* _Extrait du document_:
***

Si la situation reste fragile et les besoins humanitaires importants, la délégation a pu se rendre compte d’améliorations notables des conditions de vie des populations et du potentiel de développement dans certaines zones. A cet égard, il est impératif de s’attaquer particulièrement aux causes profondes des conflits. Des conflits qui opposent le plus souvent dans cette région, les populations Twas et les populations Bantoues.
Je voulais aussi vous signaler que la Chambre II de la Cour pénale internationale a fixé une nouvelle dernière date limite au 1er octobre 2021 pour les demandes de réparation des victimes. Victimes des crimes pour lesquels M. Thomas Lubanga Dyilo a été condamné. Les victimes sont encouragées à se manifester avant la date limite finale du 1er octobre 2021.

***

[Enregistrements tirés d'une collection]
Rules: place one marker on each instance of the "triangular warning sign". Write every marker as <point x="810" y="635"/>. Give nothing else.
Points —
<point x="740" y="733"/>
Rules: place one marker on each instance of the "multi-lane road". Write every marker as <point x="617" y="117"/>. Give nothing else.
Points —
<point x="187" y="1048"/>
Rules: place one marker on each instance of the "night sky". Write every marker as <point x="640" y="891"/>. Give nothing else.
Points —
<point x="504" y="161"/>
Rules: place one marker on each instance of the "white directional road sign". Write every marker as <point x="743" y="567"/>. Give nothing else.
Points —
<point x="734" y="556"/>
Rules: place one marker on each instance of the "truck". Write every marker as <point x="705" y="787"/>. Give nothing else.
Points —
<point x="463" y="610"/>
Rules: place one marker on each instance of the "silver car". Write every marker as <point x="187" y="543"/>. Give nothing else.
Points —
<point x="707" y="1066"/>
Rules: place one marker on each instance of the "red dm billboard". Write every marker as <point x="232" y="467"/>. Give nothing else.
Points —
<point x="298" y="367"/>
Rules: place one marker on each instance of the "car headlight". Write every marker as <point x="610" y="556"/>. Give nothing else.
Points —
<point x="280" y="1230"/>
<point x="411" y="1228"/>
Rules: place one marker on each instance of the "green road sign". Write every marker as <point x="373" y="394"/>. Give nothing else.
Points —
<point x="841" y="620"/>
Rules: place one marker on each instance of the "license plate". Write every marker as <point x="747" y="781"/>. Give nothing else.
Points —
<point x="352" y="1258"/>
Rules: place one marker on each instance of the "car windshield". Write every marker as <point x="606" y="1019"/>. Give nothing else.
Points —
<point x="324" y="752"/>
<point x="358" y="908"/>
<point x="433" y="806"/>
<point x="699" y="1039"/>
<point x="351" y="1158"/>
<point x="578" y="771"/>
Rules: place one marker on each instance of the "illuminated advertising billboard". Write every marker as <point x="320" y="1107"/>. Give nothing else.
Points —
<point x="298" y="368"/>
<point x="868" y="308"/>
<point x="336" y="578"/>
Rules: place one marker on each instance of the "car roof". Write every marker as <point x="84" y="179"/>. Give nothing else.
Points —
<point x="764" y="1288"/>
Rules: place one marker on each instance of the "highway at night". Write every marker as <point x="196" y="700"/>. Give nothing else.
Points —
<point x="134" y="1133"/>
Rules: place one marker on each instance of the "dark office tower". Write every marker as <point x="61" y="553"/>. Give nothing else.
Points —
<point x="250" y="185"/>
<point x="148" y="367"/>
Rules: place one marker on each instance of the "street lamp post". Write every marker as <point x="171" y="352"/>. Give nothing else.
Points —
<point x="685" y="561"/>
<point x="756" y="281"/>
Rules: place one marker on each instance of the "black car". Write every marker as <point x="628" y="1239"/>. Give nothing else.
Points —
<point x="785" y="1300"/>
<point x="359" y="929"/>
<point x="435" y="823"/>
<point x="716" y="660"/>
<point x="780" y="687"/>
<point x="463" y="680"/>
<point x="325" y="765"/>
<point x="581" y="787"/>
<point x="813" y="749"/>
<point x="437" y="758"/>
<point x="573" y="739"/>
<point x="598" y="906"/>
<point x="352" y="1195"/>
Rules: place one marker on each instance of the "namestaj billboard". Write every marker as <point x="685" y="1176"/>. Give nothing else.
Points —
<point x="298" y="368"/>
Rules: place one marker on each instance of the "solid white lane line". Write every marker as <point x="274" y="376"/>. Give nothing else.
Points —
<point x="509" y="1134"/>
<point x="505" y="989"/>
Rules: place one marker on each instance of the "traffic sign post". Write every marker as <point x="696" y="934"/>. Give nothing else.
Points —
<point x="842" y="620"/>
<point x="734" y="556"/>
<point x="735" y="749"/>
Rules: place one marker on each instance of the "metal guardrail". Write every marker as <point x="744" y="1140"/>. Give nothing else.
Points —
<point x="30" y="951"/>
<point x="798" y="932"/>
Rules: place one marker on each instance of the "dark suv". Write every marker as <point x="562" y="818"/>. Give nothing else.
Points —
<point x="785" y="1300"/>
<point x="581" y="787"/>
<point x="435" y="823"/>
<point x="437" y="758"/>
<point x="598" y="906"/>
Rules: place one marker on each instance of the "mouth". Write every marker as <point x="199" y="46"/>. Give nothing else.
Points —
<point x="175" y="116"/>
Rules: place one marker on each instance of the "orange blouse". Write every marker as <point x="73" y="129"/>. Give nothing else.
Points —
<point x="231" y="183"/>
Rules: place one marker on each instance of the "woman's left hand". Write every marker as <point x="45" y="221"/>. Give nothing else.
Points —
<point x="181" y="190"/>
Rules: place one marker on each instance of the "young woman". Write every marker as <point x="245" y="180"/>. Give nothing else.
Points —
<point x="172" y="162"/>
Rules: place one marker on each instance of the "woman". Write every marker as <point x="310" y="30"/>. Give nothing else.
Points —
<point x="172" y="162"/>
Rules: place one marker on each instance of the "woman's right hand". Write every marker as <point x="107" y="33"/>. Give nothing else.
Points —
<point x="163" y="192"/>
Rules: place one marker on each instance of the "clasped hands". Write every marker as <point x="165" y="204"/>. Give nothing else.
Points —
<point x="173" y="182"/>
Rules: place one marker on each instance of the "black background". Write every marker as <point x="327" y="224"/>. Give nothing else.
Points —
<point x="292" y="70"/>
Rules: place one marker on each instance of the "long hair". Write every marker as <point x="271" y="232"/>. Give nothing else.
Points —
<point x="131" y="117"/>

***

* _Consigne donnée A_:
Recopiez mot pour mot, dans l'extrait, tout ce qui va de « Je voulais aussi » jusqu'à « 1er octobre 2021. ».
* _Consigne donnée B_:
Réécrivez sous forme de liste le paragraphe de l'extrait qui commence par « Je voulais aussi vous signaler », en conservant ses faits principaux.
* _Consigne donnée C_:
Selon l'extrait, quelles populations s'opposent le plus souvent dans les conflits de la région évoquée ?

* _Réponse rédigée A_:
Je voulais aussi vous signaler que la Chambre II de la Cour pénale internationale a fixé une nouvelle dernière date limite au 1er octobre 2021 pour les demandes de réparation des victimes. Victimes des crimes pour lesquels M. Thomas Lubanga Dyilo a été condamné. Les victimes sont encouragées à se manifester avant la date limite finale du 1er octobre 2021.

* _Réponse rédigée B_:
- La Chambre II de la Cour pénale internationale a fixé une nouvelle et dernière date limite au 1er octobre 2021.
- Cette date concerne les demandes de réparation des victimes des crimes pour lesquels M. Thomas Lubanga Dyilo a été condamné.
- Les victimes sont encouragées à se manifester avant cette date limite finale.

* _Réponse rédigée C_:
Les populations Twas et les populations Bantoues.